* **CONSIGNE**: Poursuivez le texte sur les nouveaux programmes d'études au Bénin en reprenant juste après sa dernière phrase.

==== PASSAGE EXTRAIT

Quant à M. Oké Valère DOTONOU, Secrétaire général de l’Union Nationale des Enseignants du Secondaire du Bénin (UNES-Bénin), il a précisé qu’’’en dehors des problèmes d’incompréhension auxquels les nouveaux programmes d’études sont confrontés, leur bonne mise en œuvre dépend aussi de la formation des enseignants. Or près de 90 pour cent des enseignants concernés sont des contractuels locaux. Par ailleurs, les enseignants qui sont formés ne sont pas suffisamment outillés. Le Forum a tracé les grandes lignes des actions à entreprendre pour une amélioration de la situation. Il s’agira désormais de faire des retouches en profondeur, de bien former et de bien suivre les enseignants,’’ a ajouté M. DOTONOU.

Le Secrétaire général de l’Union Nationale des Enseignants du Secondaire du Bénin (UNES-Bénin) a enfin appelé à l’association de tous les acteurs à cette tâche de retouches, car ‘’ce sont ceux qui se sentent écartés, qui jettent le discrédit sur les nouveaux programmes d’études.’’

Pour M. Coovi Anselme AMOUSSOU du Syndicat National des Enseignants pour le Renouveau Educatif au Bénin (SYNERE-Bénin), ‘’même si on n’avait pas engagé des réformes, il faudra aujourd’hui revoir la manière de former.’’ Il a dit avoir été formé sur l’approche par compétences, et qu’il y a du bien dans ces programmes d’études, contrairement à ce que certains croient.

‘’L’essentiel du problème de ces programmes réside dans leur mise en œuvre ; et le désordre que l’on observe actuellement est créé par les décideurs et les parents d’élèves, ‘’ a souligné M. AMOUSSOU. Il a exhorté les parents à faire du lobbying pour que ce qui doit être corrigé dans les nouveaux programmes d’études le soit rapidement.

========
==== ENREGISTREMENTS

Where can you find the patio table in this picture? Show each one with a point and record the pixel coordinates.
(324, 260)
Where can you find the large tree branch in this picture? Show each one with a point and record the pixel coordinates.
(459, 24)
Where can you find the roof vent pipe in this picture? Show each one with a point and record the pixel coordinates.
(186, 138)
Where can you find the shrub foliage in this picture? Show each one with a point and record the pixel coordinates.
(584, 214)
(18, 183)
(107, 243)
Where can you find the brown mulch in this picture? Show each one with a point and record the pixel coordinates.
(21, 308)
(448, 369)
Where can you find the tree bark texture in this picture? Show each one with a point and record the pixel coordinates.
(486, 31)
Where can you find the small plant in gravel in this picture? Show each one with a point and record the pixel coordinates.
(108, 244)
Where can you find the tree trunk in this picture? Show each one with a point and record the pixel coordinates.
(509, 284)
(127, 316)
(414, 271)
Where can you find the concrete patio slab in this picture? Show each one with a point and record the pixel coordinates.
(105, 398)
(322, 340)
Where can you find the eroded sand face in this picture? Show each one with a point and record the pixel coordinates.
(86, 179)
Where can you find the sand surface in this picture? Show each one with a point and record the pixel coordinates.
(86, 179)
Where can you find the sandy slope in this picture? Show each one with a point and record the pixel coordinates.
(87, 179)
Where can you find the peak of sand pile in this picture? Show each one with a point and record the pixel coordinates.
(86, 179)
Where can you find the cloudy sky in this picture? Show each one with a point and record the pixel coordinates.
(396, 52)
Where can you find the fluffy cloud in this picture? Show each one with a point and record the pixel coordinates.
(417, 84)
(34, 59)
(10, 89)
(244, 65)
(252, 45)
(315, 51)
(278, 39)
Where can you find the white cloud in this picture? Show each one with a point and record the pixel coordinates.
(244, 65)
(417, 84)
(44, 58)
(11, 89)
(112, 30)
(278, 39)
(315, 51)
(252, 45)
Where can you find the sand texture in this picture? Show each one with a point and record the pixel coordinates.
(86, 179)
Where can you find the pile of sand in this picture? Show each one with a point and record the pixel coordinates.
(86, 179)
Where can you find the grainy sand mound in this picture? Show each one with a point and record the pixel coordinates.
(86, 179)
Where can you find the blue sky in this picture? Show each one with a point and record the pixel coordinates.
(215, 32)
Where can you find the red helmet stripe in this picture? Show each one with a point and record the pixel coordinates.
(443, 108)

========
==== ENREGISTREMENTS

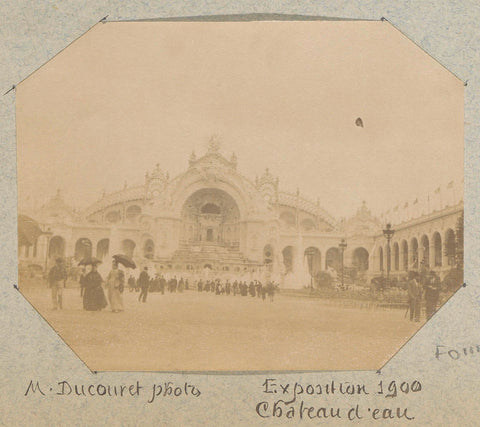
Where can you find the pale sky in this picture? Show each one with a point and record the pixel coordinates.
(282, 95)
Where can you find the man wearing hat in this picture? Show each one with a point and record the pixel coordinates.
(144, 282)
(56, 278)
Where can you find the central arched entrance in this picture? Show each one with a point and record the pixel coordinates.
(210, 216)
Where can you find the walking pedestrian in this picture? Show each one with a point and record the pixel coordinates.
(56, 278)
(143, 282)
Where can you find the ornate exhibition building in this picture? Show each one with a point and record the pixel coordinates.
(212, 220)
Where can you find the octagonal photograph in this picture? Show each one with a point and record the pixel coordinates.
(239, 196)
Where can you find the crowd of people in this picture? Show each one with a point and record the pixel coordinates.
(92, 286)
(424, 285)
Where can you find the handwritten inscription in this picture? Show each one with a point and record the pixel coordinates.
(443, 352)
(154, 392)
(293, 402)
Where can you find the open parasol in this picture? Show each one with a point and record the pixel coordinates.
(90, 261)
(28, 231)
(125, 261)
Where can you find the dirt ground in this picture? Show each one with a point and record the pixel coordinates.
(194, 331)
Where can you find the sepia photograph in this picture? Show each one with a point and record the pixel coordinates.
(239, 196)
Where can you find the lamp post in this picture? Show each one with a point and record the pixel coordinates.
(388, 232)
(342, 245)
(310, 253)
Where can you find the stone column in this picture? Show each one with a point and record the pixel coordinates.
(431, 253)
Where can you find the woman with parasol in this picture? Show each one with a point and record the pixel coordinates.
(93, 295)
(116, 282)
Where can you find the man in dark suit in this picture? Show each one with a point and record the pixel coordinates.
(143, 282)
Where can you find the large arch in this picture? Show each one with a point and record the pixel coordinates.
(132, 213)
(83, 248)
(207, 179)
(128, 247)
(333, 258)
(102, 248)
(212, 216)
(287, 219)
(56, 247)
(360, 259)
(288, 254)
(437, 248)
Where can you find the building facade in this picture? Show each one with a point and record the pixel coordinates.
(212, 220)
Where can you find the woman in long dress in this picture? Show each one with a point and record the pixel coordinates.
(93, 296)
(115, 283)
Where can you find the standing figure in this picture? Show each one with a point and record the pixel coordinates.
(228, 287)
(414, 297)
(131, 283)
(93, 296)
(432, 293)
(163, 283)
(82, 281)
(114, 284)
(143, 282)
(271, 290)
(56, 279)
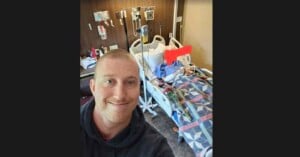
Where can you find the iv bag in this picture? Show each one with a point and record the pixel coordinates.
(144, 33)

========

* **RÉPONSE ATTENDUE**:
Concernant les rapports entre les enseignants et les médias, M. AMOUSSOU a fait remarquer qu’il y a beaucoup de fausses informations sur les préoccupations des enseignants. Il a convié les professionnels de l’information à ‘’aller vers les enseignants concernés pour avoir la bonne information.’’ Car, dira t-il, ‘’l’enseignant apparaît comme l’éternel insatisfait. Il faut que les journalistes s’informent, parce que les plus coupables ne sont pas ceux que l’on croit,’’ a renchéri M. AMOUSSOU.

‘’Des mesures correctives ont été préconisées au Forum, afin qu’il n’y ait plus d’enseignants communautaires non formés. Tous les enseignants doivent désormais provenir des écoles normales,’’ a-t-il poursuivi. ‘’Si toutes les mesures recommandées peuvent être mises en œuvre, cela fera du bien à l’enseignement au Bénin,’’ a conclu le représentant du Syndicat National des Enseignants pour le Renouveau Educatif au Bénin.

Avant la série des questions, M. Kossi Thomas CAKPO, Secrétaire général du Syndicat National des Professeurs des Lycées et Collèges (SYNAPROLYC)i a appuyé les propos de ses collègues, en donnant quelques indications sur l’insuffisance d’enseignants qualifiés dans les établissements. ‘’Sans un nombre important d’enseignants suffisamment bien formés, il est impossible de mettre réellement en œuvre les nouveaux programmes d’études,’’ a martelé M. CAKPO. Il a en outre déclaré que les statuts pour les concours professionnels des enseignants au niveau du secondaire existent, mais ne sont jamais appliqués ; toute chose qui ne favorise par la promotion du métier d’enseignant.

D Questions des participants

Les questions sont entre autres :

- Quelles sont les mesures nécessaires pour corriger la situation des enseignants

communautaires ?

- Pourquoi les syndicats sont souvent sur la défensive au lieu d’être offensifs ?

- Pouvez-nous nous aider à mieux comprendre les différentes réformes engagées depuis

l’indépendance ?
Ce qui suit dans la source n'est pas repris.